**TASK REQUIREMENTS:**
Start at the top line and retype the data exactly through to the end.

**PROVIDED MATERIAL:**
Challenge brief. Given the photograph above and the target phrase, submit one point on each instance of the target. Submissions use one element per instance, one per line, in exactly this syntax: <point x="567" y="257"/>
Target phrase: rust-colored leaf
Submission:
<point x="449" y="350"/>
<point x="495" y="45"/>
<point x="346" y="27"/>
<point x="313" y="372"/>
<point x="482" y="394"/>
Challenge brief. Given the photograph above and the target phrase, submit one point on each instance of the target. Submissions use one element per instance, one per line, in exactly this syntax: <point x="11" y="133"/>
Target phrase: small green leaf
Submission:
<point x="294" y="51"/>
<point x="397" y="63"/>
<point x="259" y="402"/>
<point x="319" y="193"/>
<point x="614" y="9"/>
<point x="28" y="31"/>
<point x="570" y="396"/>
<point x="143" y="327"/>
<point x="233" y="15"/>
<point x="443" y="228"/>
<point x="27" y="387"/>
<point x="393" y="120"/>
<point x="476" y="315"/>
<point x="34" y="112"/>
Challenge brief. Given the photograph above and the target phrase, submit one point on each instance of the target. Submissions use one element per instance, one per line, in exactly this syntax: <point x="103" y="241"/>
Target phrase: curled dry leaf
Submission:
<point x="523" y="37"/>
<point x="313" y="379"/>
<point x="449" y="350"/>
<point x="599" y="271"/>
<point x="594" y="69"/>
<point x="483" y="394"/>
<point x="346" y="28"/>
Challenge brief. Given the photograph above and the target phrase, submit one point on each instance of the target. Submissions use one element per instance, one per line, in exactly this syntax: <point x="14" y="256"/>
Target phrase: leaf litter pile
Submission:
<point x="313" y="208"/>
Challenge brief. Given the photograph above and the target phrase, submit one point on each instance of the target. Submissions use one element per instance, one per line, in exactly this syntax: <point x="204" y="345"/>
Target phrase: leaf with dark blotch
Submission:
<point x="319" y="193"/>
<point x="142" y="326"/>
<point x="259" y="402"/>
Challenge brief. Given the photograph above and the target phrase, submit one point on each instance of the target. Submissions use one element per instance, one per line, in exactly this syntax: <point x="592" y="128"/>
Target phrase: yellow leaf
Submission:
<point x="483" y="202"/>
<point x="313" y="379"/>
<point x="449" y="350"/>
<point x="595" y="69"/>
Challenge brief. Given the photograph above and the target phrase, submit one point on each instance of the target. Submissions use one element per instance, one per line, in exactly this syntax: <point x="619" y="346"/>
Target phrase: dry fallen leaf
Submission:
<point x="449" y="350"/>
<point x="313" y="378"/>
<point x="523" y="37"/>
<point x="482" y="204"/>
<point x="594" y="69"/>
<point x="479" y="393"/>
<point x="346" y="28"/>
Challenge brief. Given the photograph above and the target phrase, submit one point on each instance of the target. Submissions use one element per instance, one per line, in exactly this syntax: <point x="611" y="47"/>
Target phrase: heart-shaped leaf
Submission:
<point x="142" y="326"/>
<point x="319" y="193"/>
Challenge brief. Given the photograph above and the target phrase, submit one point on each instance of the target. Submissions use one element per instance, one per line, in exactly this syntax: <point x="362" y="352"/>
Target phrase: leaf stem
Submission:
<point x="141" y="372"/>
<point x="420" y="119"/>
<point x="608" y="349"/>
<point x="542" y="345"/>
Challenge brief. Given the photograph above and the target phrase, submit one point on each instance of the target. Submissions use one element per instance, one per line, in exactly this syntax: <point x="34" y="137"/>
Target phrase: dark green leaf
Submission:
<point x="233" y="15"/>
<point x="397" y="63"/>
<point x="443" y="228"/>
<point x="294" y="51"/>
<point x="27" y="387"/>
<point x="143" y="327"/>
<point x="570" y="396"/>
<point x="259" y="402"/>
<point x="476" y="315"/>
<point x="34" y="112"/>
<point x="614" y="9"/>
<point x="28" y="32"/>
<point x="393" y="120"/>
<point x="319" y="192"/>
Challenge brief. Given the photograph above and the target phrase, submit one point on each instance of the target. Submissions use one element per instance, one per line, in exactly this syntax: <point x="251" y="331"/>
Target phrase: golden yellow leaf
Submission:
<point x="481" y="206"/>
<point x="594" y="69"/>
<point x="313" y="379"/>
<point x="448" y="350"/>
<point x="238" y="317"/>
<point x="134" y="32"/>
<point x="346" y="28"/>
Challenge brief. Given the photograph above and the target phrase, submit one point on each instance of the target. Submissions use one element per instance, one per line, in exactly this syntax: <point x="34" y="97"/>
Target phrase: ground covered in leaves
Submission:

**SOLUTION TO THIS EXERCISE:**
Challenge brief. Given the photograph above and the target phrase, submit one point on each instance of the target. Submissions use one element per instance, one per line, in exactly this syntax: <point x="567" y="257"/>
Target phrase: rust-colored leaf
Submission:
<point x="449" y="350"/>
<point x="495" y="45"/>
<point x="346" y="27"/>
<point x="313" y="372"/>
<point x="482" y="394"/>
Challenge brief. Given the photograph above and the target phrase, submit one point on each instance of the target. Submissions use one element per instance, one per line, in exactly this syntax: <point x="11" y="133"/>
Target phrase: small green leaf
Submission:
<point x="294" y="51"/>
<point x="397" y="63"/>
<point x="259" y="402"/>
<point x="319" y="193"/>
<point x="614" y="9"/>
<point x="28" y="31"/>
<point x="570" y="396"/>
<point x="143" y="327"/>
<point x="233" y="15"/>
<point x="443" y="228"/>
<point x="27" y="387"/>
<point x="393" y="120"/>
<point x="476" y="315"/>
<point x="34" y="112"/>
Challenge brief. Given the photograph above and the target phrase, submit one point on each instance of the target. Submissions use one element per instance, one per line, in exactly this syntax: <point x="103" y="241"/>
Target phrase: curled dry leaf
Submission:
<point x="523" y="37"/>
<point x="313" y="379"/>
<point x="449" y="350"/>
<point x="599" y="271"/>
<point x="594" y="69"/>
<point x="483" y="394"/>
<point x="346" y="28"/>
Challenge brief. Given the photograph above and the target phrase, submit one point on each instance of the target. Submissions use one element per instance, one per line, in exactly this syntax: <point x="14" y="256"/>
Target phrase: leaf litter pile
Submission:
<point x="313" y="208"/>
Challenge brief. Given the photograph above and the target phrase, submit one point on each instance of the target. Submissions use one element per instance, one per line, in exactly this syntax: <point x="204" y="345"/>
Target phrase: leaf with dark blotch
Submission:
<point x="319" y="193"/>
<point x="142" y="326"/>
<point x="259" y="402"/>
Challenge brief. Given the photograph above and the target phrase, submit one point on each instance of the target. Submissions use one element per instance, one per line, in exactly this syntax: <point x="592" y="128"/>
Target phrase: yellow leaf
Submission:
<point x="483" y="202"/>
<point x="313" y="379"/>
<point x="449" y="350"/>
<point x="595" y="69"/>
Challenge brief. Given the photograph above and the target phrase, submit one point on each instance of the target. Submissions use one element per instance, one per line, in exactly this syntax: <point x="619" y="346"/>
Target phrase: dry fallen leaf
Submission:
<point x="449" y="350"/>
<point x="313" y="378"/>
<point x="523" y="37"/>
<point x="482" y="204"/>
<point x="594" y="69"/>
<point x="479" y="393"/>
<point x="346" y="28"/>
Challenge brief. Given the photograph above and the target phrase, submit one point on each instance of the target. Submissions use one element per instance, one per line, in exactly this syntax: <point x="611" y="47"/>
Target phrase: heart-shaped leaf
Submission:
<point x="142" y="326"/>
<point x="319" y="193"/>
Challenge brief. Given the photograph above and the target phrase, submit one point on each instance of the target. Submissions use one element per instance, one per line, in exactly this syntax: <point x="362" y="352"/>
Target phrase: leaf stem
Submission:
<point x="141" y="372"/>
<point x="420" y="119"/>
<point x="608" y="349"/>
<point x="542" y="345"/>
Challenge brief. Given the photograph above and the target phrase, submit one point on each instance of the target. Submissions use one element per instance, one per line, in exactly this syntax: <point x="34" y="137"/>
Target phrase: dark green leaf
Submission:
<point x="233" y="15"/>
<point x="397" y="63"/>
<point x="443" y="228"/>
<point x="294" y="51"/>
<point x="27" y="387"/>
<point x="143" y="327"/>
<point x="570" y="396"/>
<point x="259" y="402"/>
<point x="476" y="315"/>
<point x="34" y="112"/>
<point x="614" y="9"/>
<point x="28" y="32"/>
<point x="393" y="120"/>
<point x="319" y="192"/>
Challenge brief. Given the photograph above and the target phrase, submit one point on each instance of the target. Submissions use one element per instance, one per line, in exactly this syntax: <point x="251" y="331"/>
Target phrase: golden yellow leaf
Submission:
<point x="481" y="206"/>
<point x="594" y="69"/>
<point x="313" y="379"/>
<point x="448" y="350"/>
<point x="238" y="317"/>
<point x="134" y="32"/>
<point x="346" y="28"/>
Challenge brief. Given the photograph above and the target phrase, submit one point on each instance of the target. Submissions use one element per instance, one per line, in exactly this syntax: <point x="34" y="97"/>
Target phrase: ground covered in leaves
Submission:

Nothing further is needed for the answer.